The Gray Market: Why New National Security Laws May Be the End of the Hong Kong Art Market as We Know It (and Other Insights)

    Our columnist dissects how the Chinese state may have destroyed Hong Kong's status as a global hub of commerce with one legislative move.

    The US and Chinese flags displayed outside a hotel in Beijing. Photo: Greg Baker/ AFP/Getty Images.
    The US and Chinese flags displayed outside a hotel in Beijing. Photo: Greg Baker/ AFP/Getty Images.

    Every Monday morning, Artnet News brings you The Gray Market. The column decodes important stories from the previous week—and offers unparalleled insight into the inner workings of the art industry in the process.

    This week, examining yet another calamity for the “global art world”…

     

    END OF AN ERA?

    On Thursday, China’s parliament overwhelmingly approved a new national security law to be imposed on Hong Kong as soon as September. Although the final text of the regulations will not arrive for weeks, the Washington Post reported that the overarching thrust will “criminalize ‘foreign interference,’ terrorism, secessionist activities, and subversion of state power” throughout the semi-autonomous region. The action likely marks both a turning point in the development of the Asian art market and another instance where politics impacts art much more powerfully than the inverse.

    The legislation comes in response to the large-scale pro-democracy protests that dominated Hong Kong from spring 2019 until its public-health shutdown early this year. Chinese Communist Party officials, as well as Hong Kong chief executive Carrie Lam, have routinely portrayed the protesters as “terrorists” and foreign agents, even before their actions sometimes turned violent (often in response to aggression from the authorities).

    If you feel like a huge number of specific activities could fall under the broad designations laid out by the new law, you’re right… and that’s the point. Antony Dapiran, a Hong Kong-based attorney and political analyst, summed up the vague language this way: “This law will mean whatever Beijing wants it to mean, and that has serious implications” for civil liberties in the city, including the rights to free speech, free assembly, free trade, and popular elections for the local legislature—an entity Chinese officials bypassed entirely with Thursday’s parliamentary vote.

......

Stated goal A
Which rows contain the word "blonde"? Pick out each of them and copy it in full, matching case exactly.
Stated goal B
Carry on writing the Hong Kong security law article, starting right after its last sentence.
The Hong Kong security law article and the rows have nothing to do with each other.

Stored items
......

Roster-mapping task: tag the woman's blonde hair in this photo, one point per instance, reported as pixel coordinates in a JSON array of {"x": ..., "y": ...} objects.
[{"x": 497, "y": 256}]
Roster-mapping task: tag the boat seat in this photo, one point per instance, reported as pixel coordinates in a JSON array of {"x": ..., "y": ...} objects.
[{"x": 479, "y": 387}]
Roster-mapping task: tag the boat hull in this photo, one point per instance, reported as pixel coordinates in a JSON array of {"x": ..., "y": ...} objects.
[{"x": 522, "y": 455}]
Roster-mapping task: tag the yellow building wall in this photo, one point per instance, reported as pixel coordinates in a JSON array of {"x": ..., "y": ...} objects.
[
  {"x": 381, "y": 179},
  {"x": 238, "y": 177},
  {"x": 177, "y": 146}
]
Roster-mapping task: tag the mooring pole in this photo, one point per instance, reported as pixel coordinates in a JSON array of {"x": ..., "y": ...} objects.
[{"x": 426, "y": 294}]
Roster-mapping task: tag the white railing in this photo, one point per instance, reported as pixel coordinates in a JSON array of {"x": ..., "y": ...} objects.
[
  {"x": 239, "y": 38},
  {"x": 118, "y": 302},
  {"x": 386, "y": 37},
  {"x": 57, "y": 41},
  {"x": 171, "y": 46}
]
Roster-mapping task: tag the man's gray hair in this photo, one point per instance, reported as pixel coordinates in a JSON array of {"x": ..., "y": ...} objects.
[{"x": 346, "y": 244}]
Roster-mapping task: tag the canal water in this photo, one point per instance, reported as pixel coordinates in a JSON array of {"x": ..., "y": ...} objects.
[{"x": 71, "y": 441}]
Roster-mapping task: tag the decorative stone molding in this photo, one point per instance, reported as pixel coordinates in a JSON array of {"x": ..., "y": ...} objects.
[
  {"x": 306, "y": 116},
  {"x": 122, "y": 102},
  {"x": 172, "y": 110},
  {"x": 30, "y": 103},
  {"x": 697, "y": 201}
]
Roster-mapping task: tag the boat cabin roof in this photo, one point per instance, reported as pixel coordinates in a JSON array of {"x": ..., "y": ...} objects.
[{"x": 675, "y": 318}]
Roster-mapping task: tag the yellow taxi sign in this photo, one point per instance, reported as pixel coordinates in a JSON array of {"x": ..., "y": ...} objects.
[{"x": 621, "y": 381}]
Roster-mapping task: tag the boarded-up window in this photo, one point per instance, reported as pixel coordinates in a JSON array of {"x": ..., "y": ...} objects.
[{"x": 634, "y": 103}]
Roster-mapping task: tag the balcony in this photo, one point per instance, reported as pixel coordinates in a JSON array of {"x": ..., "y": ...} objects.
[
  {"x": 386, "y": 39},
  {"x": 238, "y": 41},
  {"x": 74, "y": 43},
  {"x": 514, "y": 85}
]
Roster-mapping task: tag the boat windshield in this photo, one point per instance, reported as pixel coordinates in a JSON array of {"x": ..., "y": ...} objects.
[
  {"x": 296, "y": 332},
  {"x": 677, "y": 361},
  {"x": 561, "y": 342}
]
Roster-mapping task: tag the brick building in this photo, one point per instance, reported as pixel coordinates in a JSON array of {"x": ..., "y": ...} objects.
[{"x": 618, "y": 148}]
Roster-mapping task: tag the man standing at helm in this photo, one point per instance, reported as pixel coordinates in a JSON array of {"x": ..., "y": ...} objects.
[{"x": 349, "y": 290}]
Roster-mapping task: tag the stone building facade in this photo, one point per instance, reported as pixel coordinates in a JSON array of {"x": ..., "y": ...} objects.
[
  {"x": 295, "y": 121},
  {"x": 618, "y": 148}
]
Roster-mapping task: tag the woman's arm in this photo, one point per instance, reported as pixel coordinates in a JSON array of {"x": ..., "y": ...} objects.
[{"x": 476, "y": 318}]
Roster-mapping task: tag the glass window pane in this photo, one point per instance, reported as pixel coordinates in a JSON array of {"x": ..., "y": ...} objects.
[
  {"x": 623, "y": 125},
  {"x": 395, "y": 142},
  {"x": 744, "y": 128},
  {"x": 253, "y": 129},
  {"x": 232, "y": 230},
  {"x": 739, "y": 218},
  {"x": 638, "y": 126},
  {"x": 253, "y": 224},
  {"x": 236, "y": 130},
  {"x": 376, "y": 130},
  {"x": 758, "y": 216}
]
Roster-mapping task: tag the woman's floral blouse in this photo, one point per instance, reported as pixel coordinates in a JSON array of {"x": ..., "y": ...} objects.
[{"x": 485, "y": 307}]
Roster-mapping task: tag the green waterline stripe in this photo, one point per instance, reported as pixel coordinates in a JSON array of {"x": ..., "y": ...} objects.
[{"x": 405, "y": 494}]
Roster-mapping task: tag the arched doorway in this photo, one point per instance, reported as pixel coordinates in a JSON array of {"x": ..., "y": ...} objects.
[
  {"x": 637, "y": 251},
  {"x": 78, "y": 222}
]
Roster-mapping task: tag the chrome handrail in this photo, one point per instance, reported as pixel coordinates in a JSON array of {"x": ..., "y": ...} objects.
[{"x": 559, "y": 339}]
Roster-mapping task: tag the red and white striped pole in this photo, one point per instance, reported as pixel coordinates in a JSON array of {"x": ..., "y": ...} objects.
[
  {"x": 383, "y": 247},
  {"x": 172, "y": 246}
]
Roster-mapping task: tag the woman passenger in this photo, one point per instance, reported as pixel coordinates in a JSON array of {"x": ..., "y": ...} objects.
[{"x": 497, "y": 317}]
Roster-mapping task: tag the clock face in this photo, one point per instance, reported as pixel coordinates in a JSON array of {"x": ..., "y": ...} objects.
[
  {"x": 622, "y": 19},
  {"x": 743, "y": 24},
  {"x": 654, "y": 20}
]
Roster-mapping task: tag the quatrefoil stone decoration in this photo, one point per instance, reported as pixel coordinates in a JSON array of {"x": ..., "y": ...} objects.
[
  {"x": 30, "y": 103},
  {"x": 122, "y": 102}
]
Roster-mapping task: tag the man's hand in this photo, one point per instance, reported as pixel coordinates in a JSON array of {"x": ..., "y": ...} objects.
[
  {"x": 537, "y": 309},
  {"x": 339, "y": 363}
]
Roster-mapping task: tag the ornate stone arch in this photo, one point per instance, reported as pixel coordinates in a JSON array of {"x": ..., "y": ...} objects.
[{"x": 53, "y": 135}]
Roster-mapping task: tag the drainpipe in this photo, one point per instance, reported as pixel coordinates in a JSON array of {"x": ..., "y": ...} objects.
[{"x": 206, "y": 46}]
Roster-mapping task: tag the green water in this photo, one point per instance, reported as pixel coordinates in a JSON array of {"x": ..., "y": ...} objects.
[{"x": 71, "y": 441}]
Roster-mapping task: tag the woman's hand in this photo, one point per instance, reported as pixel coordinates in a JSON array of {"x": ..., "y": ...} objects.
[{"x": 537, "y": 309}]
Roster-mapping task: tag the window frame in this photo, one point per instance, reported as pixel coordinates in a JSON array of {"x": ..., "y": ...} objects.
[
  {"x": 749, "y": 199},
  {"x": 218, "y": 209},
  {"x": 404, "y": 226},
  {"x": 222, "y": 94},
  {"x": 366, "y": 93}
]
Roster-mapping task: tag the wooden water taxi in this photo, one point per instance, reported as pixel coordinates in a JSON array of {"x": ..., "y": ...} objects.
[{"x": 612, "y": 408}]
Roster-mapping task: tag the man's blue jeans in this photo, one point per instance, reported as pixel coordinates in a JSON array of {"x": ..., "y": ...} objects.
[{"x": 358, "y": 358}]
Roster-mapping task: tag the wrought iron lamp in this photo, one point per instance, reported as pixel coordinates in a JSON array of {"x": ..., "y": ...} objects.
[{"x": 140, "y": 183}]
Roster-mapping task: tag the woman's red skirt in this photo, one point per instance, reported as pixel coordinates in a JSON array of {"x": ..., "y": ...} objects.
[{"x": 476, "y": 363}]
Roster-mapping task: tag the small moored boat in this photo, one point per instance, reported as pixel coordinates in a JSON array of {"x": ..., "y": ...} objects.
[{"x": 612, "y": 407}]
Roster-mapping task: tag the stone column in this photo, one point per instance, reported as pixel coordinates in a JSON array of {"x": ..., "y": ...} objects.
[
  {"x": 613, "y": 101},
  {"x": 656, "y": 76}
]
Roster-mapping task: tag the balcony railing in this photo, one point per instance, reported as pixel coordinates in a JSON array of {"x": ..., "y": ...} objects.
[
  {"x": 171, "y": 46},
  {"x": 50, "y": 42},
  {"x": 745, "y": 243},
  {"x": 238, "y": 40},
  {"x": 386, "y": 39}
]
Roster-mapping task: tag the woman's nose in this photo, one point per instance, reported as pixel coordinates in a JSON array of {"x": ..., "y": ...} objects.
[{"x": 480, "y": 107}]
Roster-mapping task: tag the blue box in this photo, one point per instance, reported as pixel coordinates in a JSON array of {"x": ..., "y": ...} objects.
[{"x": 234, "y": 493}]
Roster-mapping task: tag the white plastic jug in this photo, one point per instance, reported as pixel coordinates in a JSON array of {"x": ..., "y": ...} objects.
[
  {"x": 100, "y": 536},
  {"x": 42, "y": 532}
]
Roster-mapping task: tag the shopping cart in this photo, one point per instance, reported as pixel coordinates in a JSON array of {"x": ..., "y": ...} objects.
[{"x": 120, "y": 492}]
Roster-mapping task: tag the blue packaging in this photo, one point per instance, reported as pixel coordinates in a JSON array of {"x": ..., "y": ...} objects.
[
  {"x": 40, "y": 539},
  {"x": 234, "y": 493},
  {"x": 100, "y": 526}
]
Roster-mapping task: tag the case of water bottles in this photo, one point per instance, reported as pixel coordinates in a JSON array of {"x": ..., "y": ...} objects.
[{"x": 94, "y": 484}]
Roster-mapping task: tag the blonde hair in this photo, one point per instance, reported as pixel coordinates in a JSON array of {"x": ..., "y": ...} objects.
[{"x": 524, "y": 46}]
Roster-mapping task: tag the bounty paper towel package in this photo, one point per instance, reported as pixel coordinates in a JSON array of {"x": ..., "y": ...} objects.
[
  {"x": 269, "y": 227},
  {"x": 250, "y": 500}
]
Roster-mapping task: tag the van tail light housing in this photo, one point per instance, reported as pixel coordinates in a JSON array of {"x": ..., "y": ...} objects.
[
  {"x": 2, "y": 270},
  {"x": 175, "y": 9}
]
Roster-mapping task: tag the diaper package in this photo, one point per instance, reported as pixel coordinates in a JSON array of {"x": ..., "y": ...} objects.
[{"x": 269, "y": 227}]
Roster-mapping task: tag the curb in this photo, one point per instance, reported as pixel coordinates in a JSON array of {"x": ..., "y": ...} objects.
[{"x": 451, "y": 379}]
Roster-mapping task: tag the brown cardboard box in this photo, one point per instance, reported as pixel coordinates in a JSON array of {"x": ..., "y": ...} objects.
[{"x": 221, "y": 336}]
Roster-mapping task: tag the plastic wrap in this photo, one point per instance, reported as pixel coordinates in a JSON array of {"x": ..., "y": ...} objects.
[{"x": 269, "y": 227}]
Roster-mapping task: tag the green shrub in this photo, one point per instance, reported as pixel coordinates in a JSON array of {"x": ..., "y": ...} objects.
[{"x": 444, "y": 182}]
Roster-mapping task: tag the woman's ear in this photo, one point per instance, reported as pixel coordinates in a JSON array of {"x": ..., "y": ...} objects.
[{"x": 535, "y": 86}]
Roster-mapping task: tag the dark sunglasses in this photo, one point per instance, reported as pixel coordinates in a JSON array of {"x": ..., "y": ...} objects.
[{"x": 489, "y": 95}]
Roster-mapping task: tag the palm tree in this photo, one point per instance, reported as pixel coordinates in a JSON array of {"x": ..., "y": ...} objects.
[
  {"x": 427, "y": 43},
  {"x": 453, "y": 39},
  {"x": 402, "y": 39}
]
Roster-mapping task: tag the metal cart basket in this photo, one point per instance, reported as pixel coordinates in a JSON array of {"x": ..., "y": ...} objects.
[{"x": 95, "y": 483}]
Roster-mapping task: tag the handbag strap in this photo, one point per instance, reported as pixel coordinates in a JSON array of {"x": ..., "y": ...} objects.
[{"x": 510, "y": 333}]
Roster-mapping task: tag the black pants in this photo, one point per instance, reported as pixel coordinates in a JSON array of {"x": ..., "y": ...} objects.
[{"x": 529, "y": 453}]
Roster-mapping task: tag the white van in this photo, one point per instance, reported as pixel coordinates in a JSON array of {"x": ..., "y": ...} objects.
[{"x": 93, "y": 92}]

......

Written response A
Roster-mapping task: tag the woman's blonde hair in this photo, one point per instance, reported as pixel coordinates in a JSON array of {"x": ..., "y": ...} objects.
Roster-mapping task: tag the blonde hair in this photo, one point per instance, reported as pixel coordinates in a JSON array of {"x": ..., "y": ...} objects.

Written response B
    The main question now facing a variety of different markets is what will become of the special international trade relationships that have enabled Hong Kong to flourish for decades as a global hub for finance and commerce. The US, for instance, places no restrictions on currency exchanges between the US dollar and the Hong Kong dollar, slaps few (if any) tariffs or other added costs onto goods traded with Hong Kong, and requires no visas to travel between the two destinations. None of these benefits is enjoyed by businesses and high-net-worth individuals on the mainland.

    Yet their days in Hong Kong now also appear to be numbered. President Trump can incinerate the privileges with a single executive order, and he already signaled his intentions to do so on Friday. Other nations including Australia, Great Britain, and Canada have gestured toward their economic holsters as well, hoping to pressure Beijing into curtailing the final bill’s encroachment on the semi-autonomous region. 

    If the tactic fails, though, it likely means the premature end of the “one country, two systems” arrangement implemented after the UK handed Hong Kong back to China in 1997—and with it, the end of the city’s internationally vital art scene, at least as we’ve come to know it this century.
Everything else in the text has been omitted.